■ **Exercise**
After locating the line that contains "[tag] white trim (a dot for each instance)" in the listing below, write out that line and every following line exactly, with no other output.
────────
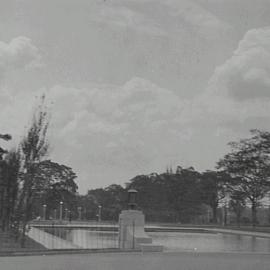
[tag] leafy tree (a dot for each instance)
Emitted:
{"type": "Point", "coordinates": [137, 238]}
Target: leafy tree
{"type": "Point", "coordinates": [213, 188]}
{"type": "Point", "coordinates": [11, 183]}
{"type": "Point", "coordinates": [54, 182]}
{"type": "Point", "coordinates": [237, 204]}
{"type": "Point", "coordinates": [3, 181]}
{"type": "Point", "coordinates": [34, 148]}
{"type": "Point", "coordinates": [249, 165]}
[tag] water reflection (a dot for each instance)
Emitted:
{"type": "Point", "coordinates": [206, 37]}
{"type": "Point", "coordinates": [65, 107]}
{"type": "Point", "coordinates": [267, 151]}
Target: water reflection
{"type": "Point", "coordinates": [172, 241]}
{"type": "Point", "coordinates": [211, 242]}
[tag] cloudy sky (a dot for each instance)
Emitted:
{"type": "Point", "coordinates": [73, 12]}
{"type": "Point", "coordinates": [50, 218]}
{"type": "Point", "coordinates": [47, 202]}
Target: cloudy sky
{"type": "Point", "coordinates": [134, 86]}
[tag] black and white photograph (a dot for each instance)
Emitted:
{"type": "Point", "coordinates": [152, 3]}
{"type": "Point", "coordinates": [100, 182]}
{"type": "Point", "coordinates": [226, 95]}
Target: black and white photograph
{"type": "Point", "coordinates": [134, 134]}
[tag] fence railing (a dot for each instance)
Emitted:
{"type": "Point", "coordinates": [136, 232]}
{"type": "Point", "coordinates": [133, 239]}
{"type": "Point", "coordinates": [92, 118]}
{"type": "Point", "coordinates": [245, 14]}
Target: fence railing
{"type": "Point", "coordinates": [64, 236]}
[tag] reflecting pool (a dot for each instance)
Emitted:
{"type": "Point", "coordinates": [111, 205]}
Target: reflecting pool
{"type": "Point", "coordinates": [172, 241]}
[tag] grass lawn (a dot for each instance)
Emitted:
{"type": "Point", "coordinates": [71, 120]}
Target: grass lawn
{"type": "Point", "coordinates": [139, 261]}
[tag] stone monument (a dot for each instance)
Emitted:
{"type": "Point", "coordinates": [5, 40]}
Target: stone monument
{"type": "Point", "coordinates": [131, 228]}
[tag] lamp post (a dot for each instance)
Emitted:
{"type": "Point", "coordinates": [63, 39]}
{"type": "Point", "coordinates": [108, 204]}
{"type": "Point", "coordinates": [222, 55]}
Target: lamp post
{"type": "Point", "coordinates": [44, 211]}
{"type": "Point", "coordinates": [66, 214]}
{"type": "Point", "coordinates": [61, 211]}
{"type": "Point", "coordinates": [132, 199]}
{"type": "Point", "coordinates": [80, 212]}
{"type": "Point", "coordinates": [99, 213]}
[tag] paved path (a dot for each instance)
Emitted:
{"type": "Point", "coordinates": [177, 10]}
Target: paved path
{"type": "Point", "coordinates": [48, 240]}
{"type": "Point", "coordinates": [138, 261]}
{"type": "Point", "coordinates": [257, 234]}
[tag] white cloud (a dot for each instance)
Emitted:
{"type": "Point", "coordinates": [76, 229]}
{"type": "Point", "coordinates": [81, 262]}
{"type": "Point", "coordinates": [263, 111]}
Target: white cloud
{"type": "Point", "coordinates": [18, 53]}
{"type": "Point", "coordinates": [239, 90]}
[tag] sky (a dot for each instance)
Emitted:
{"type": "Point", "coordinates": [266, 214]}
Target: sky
{"type": "Point", "coordinates": [135, 86]}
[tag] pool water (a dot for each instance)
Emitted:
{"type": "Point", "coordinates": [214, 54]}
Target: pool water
{"type": "Point", "coordinates": [211, 242]}
{"type": "Point", "coordinates": [172, 241]}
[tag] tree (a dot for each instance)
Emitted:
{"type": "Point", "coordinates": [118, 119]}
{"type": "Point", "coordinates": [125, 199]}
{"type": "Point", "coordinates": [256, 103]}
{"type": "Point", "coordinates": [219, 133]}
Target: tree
{"type": "Point", "coordinates": [237, 204]}
{"type": "Point", "coordinates": [34, 148]}
{"type": "Point", "coordinates": [11, 182]}
{"type": "Point", "coordinates": [213, 187]}
{"type": "Point", "coordinates": [3, 181]}
{"type": "Point", "coordinates": [248, 163]}
{"type": "Point", "coordinates": [54, 182]}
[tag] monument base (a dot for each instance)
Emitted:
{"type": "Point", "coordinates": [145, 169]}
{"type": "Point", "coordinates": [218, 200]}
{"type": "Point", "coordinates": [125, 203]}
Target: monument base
{"type": "Point", "coordinates": [132, 234]}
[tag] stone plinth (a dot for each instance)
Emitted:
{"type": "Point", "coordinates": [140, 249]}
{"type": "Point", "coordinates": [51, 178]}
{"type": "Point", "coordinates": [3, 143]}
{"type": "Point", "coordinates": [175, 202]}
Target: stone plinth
{"type": "Point", "coordinates": [131, 231]}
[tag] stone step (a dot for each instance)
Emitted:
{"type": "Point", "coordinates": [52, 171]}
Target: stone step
{"type": "Point", "coordinates": [151, 248]}
{"type": "Point", "coordinates": [143, 240]}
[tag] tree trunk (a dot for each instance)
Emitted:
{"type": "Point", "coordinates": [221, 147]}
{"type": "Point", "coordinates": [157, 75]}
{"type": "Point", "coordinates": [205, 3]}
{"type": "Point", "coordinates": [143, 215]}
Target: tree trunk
{"type": "Point", "coordinates": [214, 214]}
{"type": "Point", "coordinates": [254, 213]}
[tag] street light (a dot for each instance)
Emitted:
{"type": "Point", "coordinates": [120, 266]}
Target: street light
{"type": "Point", "coordinates": [99, 213]}
{"type": "Point", "coordinates": [61, 211]}
{"type": "Point", "coordinates": [80, 212]}
{"type": "Point", "coordinates": [132, 199]}
{"type": "Point", "coordinates": [44, 211]}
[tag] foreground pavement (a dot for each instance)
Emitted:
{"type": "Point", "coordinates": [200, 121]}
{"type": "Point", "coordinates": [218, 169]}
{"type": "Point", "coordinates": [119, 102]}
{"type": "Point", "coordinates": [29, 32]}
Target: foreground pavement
{"type": "Point", "coordinates": [139, 261]}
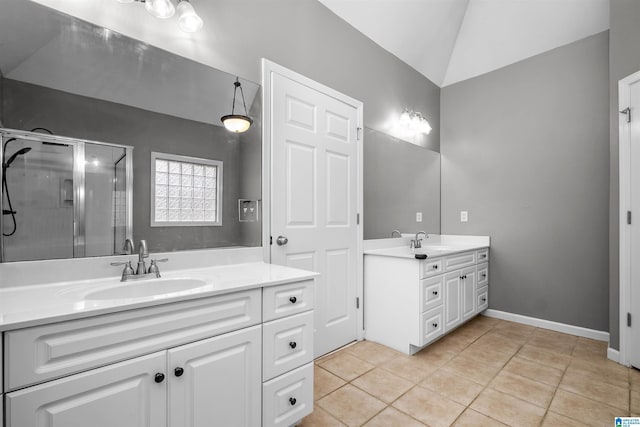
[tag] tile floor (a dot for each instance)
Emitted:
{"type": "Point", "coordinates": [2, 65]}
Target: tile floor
{"type": "Point", "coordinates": [488, 372]}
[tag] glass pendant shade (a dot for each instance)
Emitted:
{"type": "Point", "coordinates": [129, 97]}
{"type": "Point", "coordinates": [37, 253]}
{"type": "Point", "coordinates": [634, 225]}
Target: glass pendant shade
{"type": "Point", "coordinates": [188, 20]}
{"type": "Point", "coordinates": [162, 9]}
{"type": "Point", "coordinates": [236, 123]}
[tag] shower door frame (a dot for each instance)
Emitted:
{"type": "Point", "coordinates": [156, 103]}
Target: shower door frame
{"type": "Point", "coordinates": [79, 210]}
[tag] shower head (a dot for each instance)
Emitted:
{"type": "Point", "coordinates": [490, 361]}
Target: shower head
{"type": "Point", "coordinates": [20, 152]}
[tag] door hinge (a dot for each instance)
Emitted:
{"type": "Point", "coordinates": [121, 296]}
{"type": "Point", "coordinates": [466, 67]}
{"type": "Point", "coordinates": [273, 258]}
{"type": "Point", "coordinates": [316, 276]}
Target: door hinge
{"type": "Point", "coordinates": [627, 112]}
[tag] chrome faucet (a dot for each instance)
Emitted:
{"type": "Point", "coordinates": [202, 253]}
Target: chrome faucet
{"type": "Point", "coordinates": [417, 243]}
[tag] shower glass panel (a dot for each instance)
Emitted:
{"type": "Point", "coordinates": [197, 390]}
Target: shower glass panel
{"type": "Point", "coordinates": [63, 197]}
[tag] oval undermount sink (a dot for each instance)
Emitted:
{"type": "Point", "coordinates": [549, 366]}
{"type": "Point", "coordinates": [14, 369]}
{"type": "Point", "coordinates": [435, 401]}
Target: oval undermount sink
{"type": "Point", "coordinates": [147, 288]}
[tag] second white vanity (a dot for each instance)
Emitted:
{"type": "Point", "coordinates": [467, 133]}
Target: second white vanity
{"type": "Point", "coordinates": [412, 302]}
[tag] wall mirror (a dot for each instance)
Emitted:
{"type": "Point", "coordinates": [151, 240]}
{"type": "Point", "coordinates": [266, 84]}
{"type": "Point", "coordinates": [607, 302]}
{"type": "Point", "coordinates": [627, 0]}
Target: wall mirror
{"type": "Point", "coordinates": [88, 83]}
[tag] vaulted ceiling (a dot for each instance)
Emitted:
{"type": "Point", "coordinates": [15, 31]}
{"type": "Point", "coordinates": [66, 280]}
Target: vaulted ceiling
{"type": "Point", "coordinates": [453, 40]}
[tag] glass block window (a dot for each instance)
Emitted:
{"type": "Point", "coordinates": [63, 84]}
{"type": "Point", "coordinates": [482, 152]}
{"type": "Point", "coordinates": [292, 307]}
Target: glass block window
{"type": "Point", "coordinates": [186, 191]}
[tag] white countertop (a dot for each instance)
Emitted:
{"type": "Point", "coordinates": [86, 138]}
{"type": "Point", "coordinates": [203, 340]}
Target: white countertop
{"type": "Point", "coordinates": [24, 306]}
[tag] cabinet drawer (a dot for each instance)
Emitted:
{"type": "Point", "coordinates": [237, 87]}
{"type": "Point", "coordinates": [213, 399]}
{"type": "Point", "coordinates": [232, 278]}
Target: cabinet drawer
{"type": "Point", "coordinates": [454, 262]}
{"type": "Point", "coordinates": [482, 255]}
{"type": "Point", "coordinates": [285, 300]}
{"type": "Point", "coordinates": [288, 398]}
{"type": "Point", "coordinates": [431, 326]}
{"type": "Point", "coordinates": [41, 353]}
{"type": "Point", "coordinates": [482, 278]}
{"type": "Point", "coordinates": [431, 292]}
{"type": "Point", "coordinates": [431, 268]}
{"type": "Point", "coordinates": [288, 343]}
{"type": "Point", "coordinates": [482, 299]}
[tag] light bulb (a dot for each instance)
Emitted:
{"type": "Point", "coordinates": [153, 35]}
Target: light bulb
{"type": "Point", "coordinates": [162, 9]}
{"type": "Point", "coordinates": [189, 21]}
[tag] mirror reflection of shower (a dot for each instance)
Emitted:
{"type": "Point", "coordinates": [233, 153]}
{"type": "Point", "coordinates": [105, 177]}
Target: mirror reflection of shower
{"type": "Point", "coordinates": [63, 197]}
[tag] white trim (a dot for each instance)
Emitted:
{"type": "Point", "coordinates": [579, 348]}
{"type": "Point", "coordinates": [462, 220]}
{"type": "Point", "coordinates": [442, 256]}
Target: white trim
{"type": "Point", "coordinates": [269, 68]}
{"type": "Point", "coordinates": [613, 355]}
{"type": "Point", "coordinates": [548, 324]}
{"type": "Point", "coordinates": [624, 99]}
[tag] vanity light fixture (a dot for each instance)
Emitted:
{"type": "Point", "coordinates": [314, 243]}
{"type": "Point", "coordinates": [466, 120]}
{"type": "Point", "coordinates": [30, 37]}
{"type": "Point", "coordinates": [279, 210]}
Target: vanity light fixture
{"type": "Point", "coordinates": [188, 19]}
{"type": "Point", "coordinates": [237, 123]}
────────
■ **Exercise response**
[tag] white trim (a dot for each instance)
Emitted:
{"type": "Point", "coordinates": [579, 348]}
{"type": "Point", "coordinates": [462, 220]}
{"type": "Point", "coordinates": [442, 256]}
Target: white trim
{"type": "Point", "coordinates": [269, 68]}
{"type": "Point", "coordinates": [613, 355]}
{"type": "Point", "coordinates": [548, 324]}
{"type": "Point", "coordinates": [624, 99]}
[tag] vanity light fixture (a dot for each instance)
Emitted:
{"type": "Point", "coordinates": [314, 243]}
{"type": "Point", "coordinates": [466, 120]}
{"type": "Point", "coordinates": [30, 37]}
{"type": "Point", "coordinates": [279, 210]}
Target: vanity light fixture
{"type": "Point", "coordinates": [188, 19]}
{"type": "Point", "coordinates": [237, 123]}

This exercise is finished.